→ **Goal**: State how many lines of the data below contain the string "woman", matching case exactly. Reply with that number only.

→ **Exercise data**:
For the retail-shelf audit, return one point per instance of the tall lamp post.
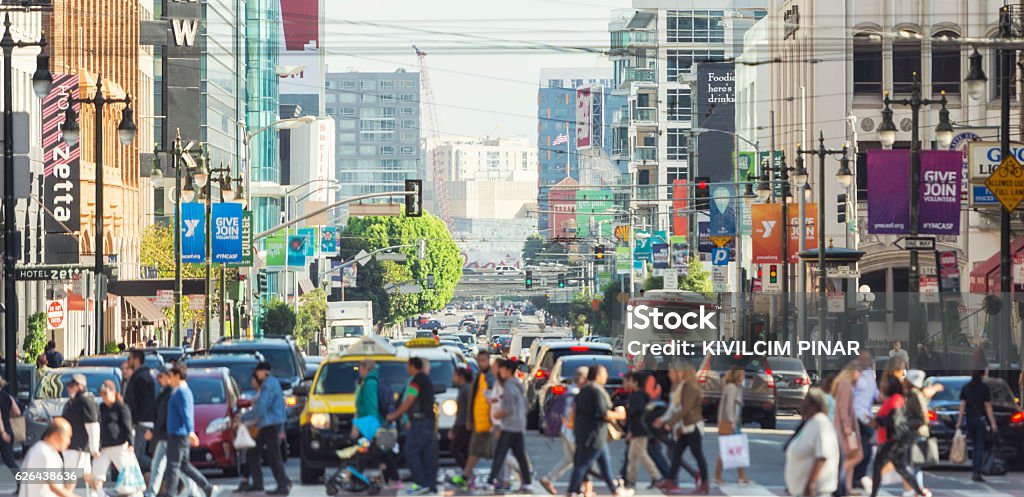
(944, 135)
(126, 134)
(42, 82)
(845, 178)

...

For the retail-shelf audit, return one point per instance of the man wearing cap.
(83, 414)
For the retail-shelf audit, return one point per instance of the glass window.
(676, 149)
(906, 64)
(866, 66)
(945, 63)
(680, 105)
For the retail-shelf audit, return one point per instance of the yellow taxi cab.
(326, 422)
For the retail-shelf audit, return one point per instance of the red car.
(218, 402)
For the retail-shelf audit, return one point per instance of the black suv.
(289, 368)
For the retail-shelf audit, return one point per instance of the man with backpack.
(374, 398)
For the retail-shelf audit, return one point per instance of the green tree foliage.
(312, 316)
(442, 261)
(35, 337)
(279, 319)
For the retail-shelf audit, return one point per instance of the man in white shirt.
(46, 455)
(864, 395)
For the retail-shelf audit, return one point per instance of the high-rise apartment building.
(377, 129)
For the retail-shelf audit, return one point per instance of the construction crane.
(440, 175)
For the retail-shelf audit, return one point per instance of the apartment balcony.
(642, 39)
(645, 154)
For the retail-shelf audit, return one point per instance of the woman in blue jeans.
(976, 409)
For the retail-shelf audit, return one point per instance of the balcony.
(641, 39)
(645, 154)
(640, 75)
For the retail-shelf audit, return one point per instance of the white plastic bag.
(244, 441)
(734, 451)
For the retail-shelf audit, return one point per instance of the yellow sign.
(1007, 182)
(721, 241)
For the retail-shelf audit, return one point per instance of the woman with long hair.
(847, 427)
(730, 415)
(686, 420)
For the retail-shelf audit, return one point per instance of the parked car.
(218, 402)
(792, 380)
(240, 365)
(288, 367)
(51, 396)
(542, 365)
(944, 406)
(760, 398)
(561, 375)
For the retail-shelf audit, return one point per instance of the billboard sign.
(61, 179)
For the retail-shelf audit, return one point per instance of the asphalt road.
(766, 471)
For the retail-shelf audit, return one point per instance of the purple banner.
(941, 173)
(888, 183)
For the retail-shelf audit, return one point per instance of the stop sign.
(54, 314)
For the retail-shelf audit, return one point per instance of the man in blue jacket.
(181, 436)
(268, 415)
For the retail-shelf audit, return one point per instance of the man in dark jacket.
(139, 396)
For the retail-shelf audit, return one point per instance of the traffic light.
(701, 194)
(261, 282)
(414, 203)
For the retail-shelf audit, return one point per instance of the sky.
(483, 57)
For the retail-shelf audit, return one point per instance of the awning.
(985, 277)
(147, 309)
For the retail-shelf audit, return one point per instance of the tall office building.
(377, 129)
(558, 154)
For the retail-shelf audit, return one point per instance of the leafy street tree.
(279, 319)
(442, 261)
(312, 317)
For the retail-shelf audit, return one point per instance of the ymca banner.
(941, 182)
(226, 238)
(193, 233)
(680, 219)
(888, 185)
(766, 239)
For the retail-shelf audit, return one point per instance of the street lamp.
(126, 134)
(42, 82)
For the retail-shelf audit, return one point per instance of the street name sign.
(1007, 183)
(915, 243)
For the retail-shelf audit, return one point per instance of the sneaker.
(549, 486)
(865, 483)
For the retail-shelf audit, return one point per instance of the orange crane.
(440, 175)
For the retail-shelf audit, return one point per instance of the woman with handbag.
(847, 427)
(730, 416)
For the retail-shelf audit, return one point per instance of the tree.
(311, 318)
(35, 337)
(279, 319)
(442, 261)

→ **Solution to the problem**: 3